- **Exercices à compléter**
A. Quelles sont toutes les personnes nommées dans le compte rendu de Cendrillon à Versailles ?
B. Poursuivez le compte rendu de Cendrillon à Versailles après sa dernière phrase.

- **Page**
Journal

​Cendrillon de Rossini (version française) à l’Opéra Royal de Versailles – Parade sans relâche – Compte rendu

C’est avec une sorte de surréalisme bon-enfant que Julien Lubek et Cécile Roussat avaient choisi, en 2014, de mettre en scène la Cenerentola de Rossini à Liège, production que l’Opéra Royal de Wallonie avait reprise en 2019, avec Karine Deshayes dans le rôle-titre. En 2025, le spectacle arrive en France, mais il s’est un peu transformé en chemin, puisque l’Opéra de Versailles, fidèle à une politique entreprise avec Mozart – La Flûte enchantée en 2020, L’Enlèvement au sérail en 2024 – a décidé de faire entendre ces œuvres en français, comme cela ne se faisait plus depuis plus d’un demi-siècle.

(Éléments de données)

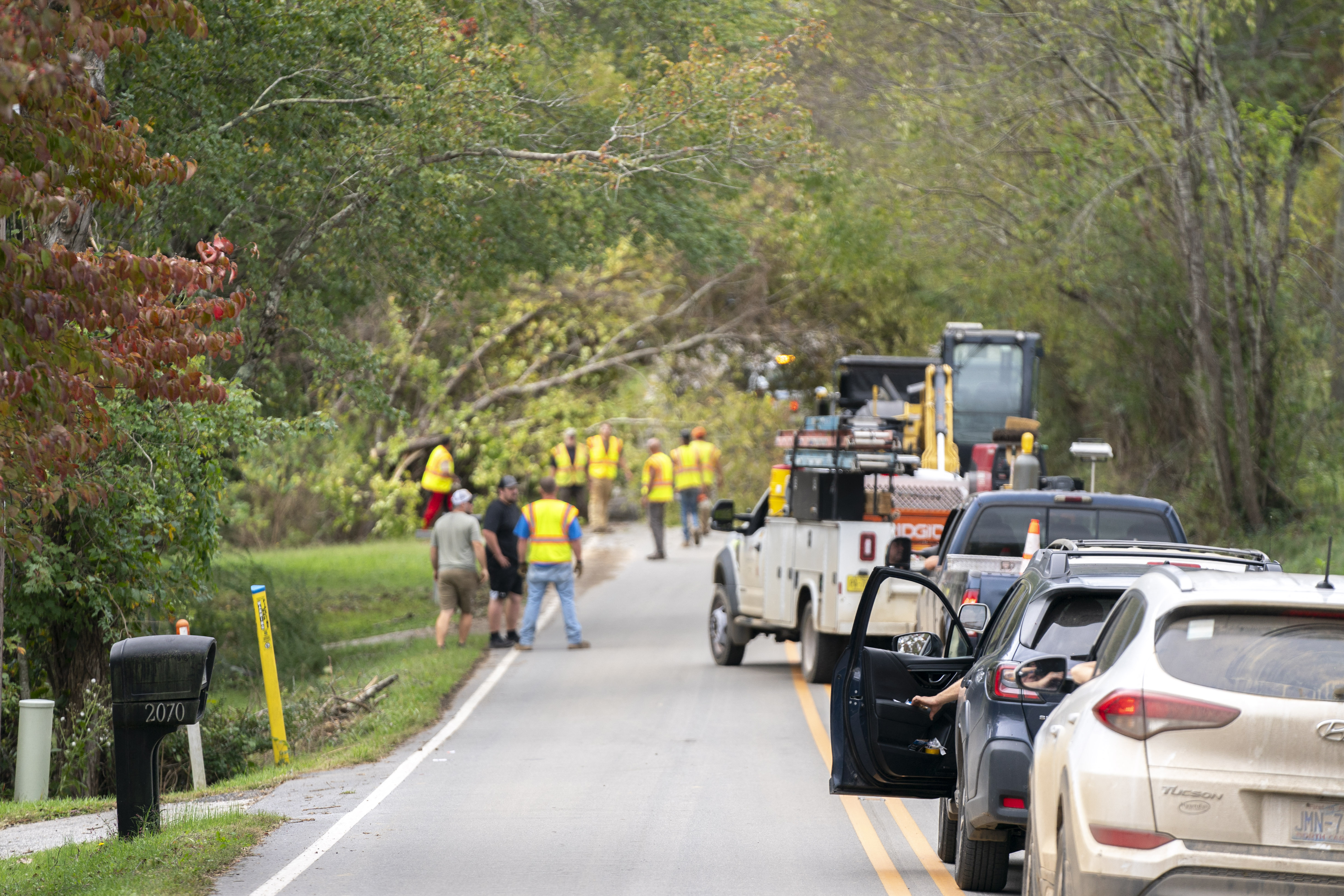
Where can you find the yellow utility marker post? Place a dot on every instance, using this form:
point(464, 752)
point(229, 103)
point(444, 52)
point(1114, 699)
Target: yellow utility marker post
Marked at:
point(280, 745)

- **Réponses aux exercices**
A. Rossini, Julien Lubek, Cécile Roussat, Karine Deshayes, Mozart

B.
© Baptiste Lacaze

Sur un livret de Crevel de Charlemagne

Même s’il n’est pas certain que le texte, en dehors des récitatifs, y gagne beaucoup en intelligibilité, cela a du moins le grand mérite d’embaucher des artistes francophones, auxquels le monde lyrique préférerait des Allemands ou des Italiens si ces opéras étaient donnés en version originale. En l’occurrence, le livret français établi en 1868 par un certain Louis-Ernest Crevel, dit Crevel de Charlemagne (1807-1882) fonctionne plutôt bien, ses vers respectant le plus souvent l’esprit et la lettre de l’original. Il témoigne en tout cas d’un métier qu’on ne retrouve pas tout à fait dans les récitatifs rétablis pour l’occasion (la version Crevel ne conservait que les airs) et traduits par Gaétan Jarry.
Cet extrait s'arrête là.